Data Start Marker

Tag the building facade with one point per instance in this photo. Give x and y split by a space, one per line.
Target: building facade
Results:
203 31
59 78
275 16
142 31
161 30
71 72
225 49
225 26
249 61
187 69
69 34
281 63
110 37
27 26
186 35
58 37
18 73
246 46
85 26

Data End Marker

**What the task asks**
Only an exact copy of all the data will do as the answer.

**Solution for this task**
Tag the building facade with one point per instance in this photo. Give x and y split by a space, one per line.
Target: building facade
Results:
203 31
59 78
275 16
142 31
161 30
71 72
225 49
225 26
249 61
187 69
69 34
281 63
110 37
27 26
186 35
58 37
18 73
246 46
85 26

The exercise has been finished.